_The problem_:
Transcribe the listing word for word.

::::

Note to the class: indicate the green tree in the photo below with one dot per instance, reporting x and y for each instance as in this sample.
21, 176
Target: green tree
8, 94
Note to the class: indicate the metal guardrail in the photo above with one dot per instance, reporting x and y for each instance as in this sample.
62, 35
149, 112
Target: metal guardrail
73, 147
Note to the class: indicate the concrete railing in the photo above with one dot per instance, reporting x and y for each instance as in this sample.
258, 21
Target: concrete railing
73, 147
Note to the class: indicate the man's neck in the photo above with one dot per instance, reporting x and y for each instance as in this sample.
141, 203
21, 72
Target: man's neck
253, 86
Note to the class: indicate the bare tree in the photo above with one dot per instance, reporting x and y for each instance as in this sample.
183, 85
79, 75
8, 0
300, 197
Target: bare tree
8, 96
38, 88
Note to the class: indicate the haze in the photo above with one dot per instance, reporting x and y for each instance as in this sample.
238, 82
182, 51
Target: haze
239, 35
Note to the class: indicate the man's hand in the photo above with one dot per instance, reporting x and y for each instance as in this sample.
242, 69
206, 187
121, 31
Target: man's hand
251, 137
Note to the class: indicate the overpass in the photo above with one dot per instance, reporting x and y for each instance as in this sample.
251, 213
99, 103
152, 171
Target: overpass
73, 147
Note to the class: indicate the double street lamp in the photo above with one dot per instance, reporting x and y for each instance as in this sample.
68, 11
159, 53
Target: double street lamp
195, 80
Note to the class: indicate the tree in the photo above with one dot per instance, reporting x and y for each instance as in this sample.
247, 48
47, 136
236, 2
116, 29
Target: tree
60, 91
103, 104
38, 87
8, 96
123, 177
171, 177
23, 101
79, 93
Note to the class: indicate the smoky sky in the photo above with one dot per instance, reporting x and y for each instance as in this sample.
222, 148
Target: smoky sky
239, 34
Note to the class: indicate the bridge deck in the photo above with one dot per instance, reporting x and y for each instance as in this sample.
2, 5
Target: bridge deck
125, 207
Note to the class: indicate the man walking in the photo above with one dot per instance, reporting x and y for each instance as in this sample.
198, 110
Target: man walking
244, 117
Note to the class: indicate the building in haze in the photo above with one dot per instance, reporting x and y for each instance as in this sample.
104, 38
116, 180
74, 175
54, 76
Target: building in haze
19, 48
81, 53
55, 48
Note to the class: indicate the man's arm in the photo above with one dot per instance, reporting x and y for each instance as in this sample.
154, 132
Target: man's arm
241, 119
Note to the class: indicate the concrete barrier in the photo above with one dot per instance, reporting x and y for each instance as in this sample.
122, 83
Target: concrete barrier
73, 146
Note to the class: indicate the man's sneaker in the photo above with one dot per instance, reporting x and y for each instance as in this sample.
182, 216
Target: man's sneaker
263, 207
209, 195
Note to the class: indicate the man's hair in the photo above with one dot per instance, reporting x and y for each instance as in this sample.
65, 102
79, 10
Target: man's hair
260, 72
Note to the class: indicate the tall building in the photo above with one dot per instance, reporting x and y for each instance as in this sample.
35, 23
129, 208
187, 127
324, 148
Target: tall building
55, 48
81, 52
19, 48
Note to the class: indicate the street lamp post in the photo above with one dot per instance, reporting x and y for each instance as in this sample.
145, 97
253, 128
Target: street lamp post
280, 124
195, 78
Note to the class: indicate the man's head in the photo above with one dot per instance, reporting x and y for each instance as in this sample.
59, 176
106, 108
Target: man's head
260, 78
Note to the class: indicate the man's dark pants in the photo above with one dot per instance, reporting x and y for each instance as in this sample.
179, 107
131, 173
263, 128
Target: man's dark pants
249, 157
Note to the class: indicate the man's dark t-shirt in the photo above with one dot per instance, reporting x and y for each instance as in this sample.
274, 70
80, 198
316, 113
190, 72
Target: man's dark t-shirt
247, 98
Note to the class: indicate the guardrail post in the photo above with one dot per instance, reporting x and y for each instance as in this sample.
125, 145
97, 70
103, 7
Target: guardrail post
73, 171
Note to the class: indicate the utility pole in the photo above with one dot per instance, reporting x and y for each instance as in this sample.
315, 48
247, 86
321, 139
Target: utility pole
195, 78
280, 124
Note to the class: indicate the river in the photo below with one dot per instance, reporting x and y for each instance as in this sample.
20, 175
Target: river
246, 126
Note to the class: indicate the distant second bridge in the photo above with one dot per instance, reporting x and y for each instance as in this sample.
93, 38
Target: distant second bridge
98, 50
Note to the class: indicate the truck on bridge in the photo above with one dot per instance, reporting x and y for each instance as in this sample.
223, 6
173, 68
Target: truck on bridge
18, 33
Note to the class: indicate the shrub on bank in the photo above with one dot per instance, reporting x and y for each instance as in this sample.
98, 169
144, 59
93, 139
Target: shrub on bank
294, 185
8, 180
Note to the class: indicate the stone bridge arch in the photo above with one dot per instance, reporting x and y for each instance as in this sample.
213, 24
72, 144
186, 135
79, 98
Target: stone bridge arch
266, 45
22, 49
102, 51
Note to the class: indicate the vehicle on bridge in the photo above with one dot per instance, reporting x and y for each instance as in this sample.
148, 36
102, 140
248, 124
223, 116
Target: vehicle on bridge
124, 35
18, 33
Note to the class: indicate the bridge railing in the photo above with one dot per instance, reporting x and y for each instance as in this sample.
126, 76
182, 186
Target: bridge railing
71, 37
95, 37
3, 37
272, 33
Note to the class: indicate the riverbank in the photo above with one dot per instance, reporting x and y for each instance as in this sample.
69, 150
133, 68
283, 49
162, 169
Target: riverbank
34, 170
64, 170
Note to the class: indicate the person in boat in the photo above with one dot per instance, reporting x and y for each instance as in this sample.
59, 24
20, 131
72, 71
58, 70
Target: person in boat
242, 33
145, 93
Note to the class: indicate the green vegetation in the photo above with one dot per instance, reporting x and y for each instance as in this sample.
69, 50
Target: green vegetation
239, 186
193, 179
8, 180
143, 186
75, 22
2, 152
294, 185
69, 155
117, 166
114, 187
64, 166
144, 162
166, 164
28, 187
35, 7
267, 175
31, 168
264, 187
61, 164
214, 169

::::

_Worked answer_:
Note to the class: indicate the green tree in the photo below with one dot per instance, reporting x and y for each instance as in this sample.
21, 176
Target: green tree
8, 94
Note to the class: indicate the metal guardrail in the photo above with one dot per instance, reporting x and y for each instance as in this sample.
62, 35
149, 112
Target: metal guardrail
73, 147
Note to the class: indicate the concrete railing in the photo above with one dot per instance, reporting x and y for each instance as in this sample.
258, 21
Target: concrete railing
73, 147
Note to the class: indicate the man's neck in the photo above with one dot per instance, reporting x and y for each instance as in this sample.
141, 203
21, 72
Target: man's neck
253, 86
Note to the class: indicate the bare tree in the photo above with one dot per instance, reporting x and y for each instance as in this sample.
183, 85
79, 75
8, 0
300, 197
Target: bare tree
8, 96
38, 88
Note to the class: indicate the haze in the photo above with one dot per instance, reporting x and y for each instance as in this sample.
238, 82
182, 51
Target: haze
239, 35
Note to the class: indicate the man's hand in the photo above with one dot per instance, reporting x and y for each instance as in this sample.
242, 69
206, 187
121, 31
Target: man's hand
251, 137
Note to the class: indicate the overpass in the photo above with one dot per instance, reporting x and y for each instance as in this sample.
251, 213
99, 103
152, 171
Target: overpass
73, 147
Note to the class: indicate the double street lamp in the photo above with one dot per instance, reporting x and y for each instance as in this sample.
68, 11
159, 53
Target: double street lamp
195, 80
Note to the class: indicate the tree in the photo above with one dot per instance, reporting x and y for each instance as in this sample.
247, 48
47, 136
236, 2
116, 29
Target: tree
60, 91
103, 104
38, 87
8, 96
123, 177
171, 177
23, 101
79, 93
Note to the class: indicate the smoky sky in the photo above with one dot per instance, reporting x and y for each instance as in this sample.
222, 148
Target: smoky sky
239, 34
Note to the class: indicate the bridge deck in the photo above with one dot per instance, reporting x and y for each instance as in this sample.
2, 5
Target: bridge deck
125, 207
Note to the class: indicate the man walking in the photo above with one dot per instance, reporting x and y for each instance as in this sample.
198, 110
Target: man walking
244, 117
Note to the class: indicate the building in haze in the photo above with one dot per instance, reporting x and y for each instance as in this sample.
104, 38
116, 180
74, 175
54, 76
Target: building in haze
19, 48
81, 53
55, 48
Note to the class: indicate the man's arm in the photo above with one dot per instance, reporting x and y for each instance as in this sample.
154, 132
Target: man's arm
241, 119
Note to the class: indicate the concrete barrier in the photo above with one dot per instance, reporting x and y for each instance as in this sample.
122, 83
Target: concrete barrier
73, 146
Note to the class: indicate the man's sneaker in the photo above with one dot per instance, reporting x and y for each instance as in this sample.
182, 216
Target: man's sneaker
263, 207
209, 195
Note to the class: indicate the man's hair in the photo above with one dot per instance, reporting x and y for each instance as in this sample.
65, 102
79, 10
Target: man's hair
260, 72
Note to the class: indicate the tall building in the photo above with one dot per instance, reporting x and y for each instance as in this sample.
35, 23
129, 208
187, 127
324, 148
Target: tall building
55, 48
81, 52
19, 48
Note to the class: indicate the street lamp post in the photo above with one dot per instance, reporting x and y for each instance as in this sample.
145, 97
253, 128
Target: street lamp post
280, 124
195, 78
Note to the class: indicate the man's head in the photo above with one dot per instance, reporting x and y for each instance as in this sample.
59, 176
106, 108
Target: man's head
260, 78
Note to the class: indicate the man's dark pants in the photo above with one dot per instance, reporting x and y for each instance as in this sample.
179, 107
131, 173
263, 128
Target: man's dark pants
249, 157
Note to the class: indicate the man's dark t-shirt in the photo above with one dot per instance, reporting x and y for each instance as in this sample.
274, 70
80, 198
316, 113
190, 72
Target: man's dark t-shirt
247, 98
Note to the class: indicate the guardrail post in the photo above with one dot per instance, reporting x and y for each instance as in this sample.
125, 145
97, 70
103, 7
Target: guardrail post
73, 171
Note to the class: indicate the utility pole in the photo above with one dot per instance, reporting x and y for each instance as in this sample.
315, 48
247, 86
321, 139
Target: utility pole
195, 78
280, 124
Note to the class: indicate the river in the photo below with one dot per instance, reporting x and y for each instance as in this sample.
20, 175
Target: river
246, 126
Note to the class: indicate the distant second bridge in the photo above with one dot per instance, reporting x and y for each instance as in this sample.
93, 38
Target: distant second bridge
98, 50
Note to the class: indicate the truck on bridge in the photo above with one dot per instance, reporting x and y for each instance as in this sample.
223, 6
173, 68
Target: truck on bridge
18, 33
Note to the class: indicate the shrub on bank in the photo above with one dot per instance, reporting x and y for each instance as in this sample.
98, 169
144, 59
93, 139
Target: shrub on bank
294, 185
8, 180
Note to the class: indicate the stone bridge arch in the photo above with one dot per instance, reporting x and y for each instance as in this sample.
213, 24
72, 144
186, 135
79, 98
Target: stone bridge arch
266, 45
22, 49
102, 51
Note to the class: indicate the vehicle on bridge in the photo above with one dot per instance, reporting x and y for each instance as in this sample.
148, 36
102, 140
248, 124
223, 116
Target: vehicle on bridge
124, 35
18, 33
Note to the class: indicate the bridge railing in the photo above with one dot per instance, reporting x and y for each instance as in this sample.
126, 76
182, 186
Target: bridge railing
71, 37
95, 37
3, 37
272, 33
Note to the class: indicate the riverbank in the photo above with one dot per instance, reporting x and y for each instance as in this sample.
69, 150
133, 68
283, 49
162, 169
Target: riverbank
34, 170
64, 170
Note to the class: indicate the person in boat in the photo above with one dot per instance, reporting x and y for each instance as in this sample.
59, 24
20, 131
72, 71
58, 70
Target: person in boat
242, 33
145, 93
Note to the class: indicate the green vegetation in the photo above with one dot per instance, reporting x and y for each instance as in this sample.
69, 50
Target: green vegetation
239, 186
193, 179
8, 180
143, 186
75, 22
2, 152
294, 185
69, 155
117, 166
114, 187
64, 166
144, 162
166, 164
28, 187
35, 7
267, 175
31, 168
264, 187
61, 164
214, 169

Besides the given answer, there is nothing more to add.